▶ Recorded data
[Start of Attachment]
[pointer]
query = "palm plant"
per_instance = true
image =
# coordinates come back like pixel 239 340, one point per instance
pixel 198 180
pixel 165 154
[End of Attachment]
▶ YOUR ASSIGNMENT
An exact copy of all the records above is needed.

▶ EXERCISE RESPONSE
[pointer]
query = "palm plant"
per_instance = true
image =
# coordinates come back like pixel 239 340, one point per instance
pixel 198 180
pixel 165 154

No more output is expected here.